ÉNONCÉ DE LA CONSIGNE »
D'après l'entretien sur La Fracture, dans quel but Aïssatou Diallo Sagna s'était-elle présentée au départ ?

EXTRAIT RETENU »
Parmi les non-acteurs de La Fracture, on remarque tout particulièrement Aïssatou Diallo Sagna, aide-soignante de métier. Qu’est-ce qui vous avait frappée chez elle ?
Pour ce personnage avec de nombreuses scènes difficiles, j’avais d’abord pensé prendre une comédienne. Mais très vite, je me suis rendu compte qu’aucune jeune actrice n’avait l’autorité nécessaire pour ce rôle ni la capacité à faire spontanément les gestes indispensables. J’ai alors changé mon fusil d’épaule et commencé à chercher une jeune femme issue du personnel soignant. Aïssatou était venue pour faire de la figuration.
À partir de là, on a creusé les choses ensemble. Au départ, elle était très pudique, très fermée. On s’est vues quatre ou cinq fois. Mais c’est sur le plateau que tout s’est cristallisé. Dès que la caméra la filmait, il se produisait quelque chose de fascinant mêlant douceur, compassion et précision. C’est dans la scène de la prise d’otages qu’elle m’a le plus étonnée et bouleversée, allant au-delà de ce que j’imaginais. Sans sa présence, tous mes personnages auraient fonctionné sur le même registre hyper speed. La rencontrer a été une chance pour moi et pour le film. Son personnage devient au fil des minutes le cœur et le poumon du récit.
Avec le recul, quels souvenirs garderez-vous de ce tournage avec les soignants ?

DONNÉES ENREGISTRÉES »
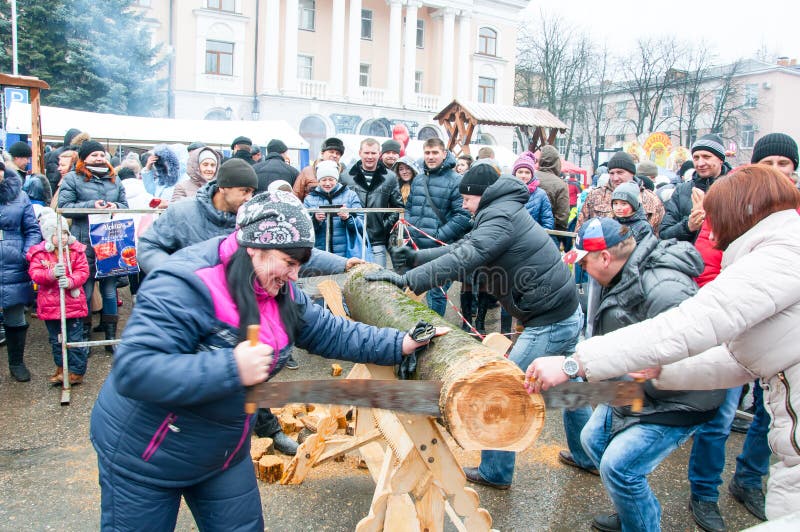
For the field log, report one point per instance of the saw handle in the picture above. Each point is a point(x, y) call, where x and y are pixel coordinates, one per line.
point(252, 337)
point(638, 403)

RÉPONSE ATTENDUE »
Pour faire de la figuration.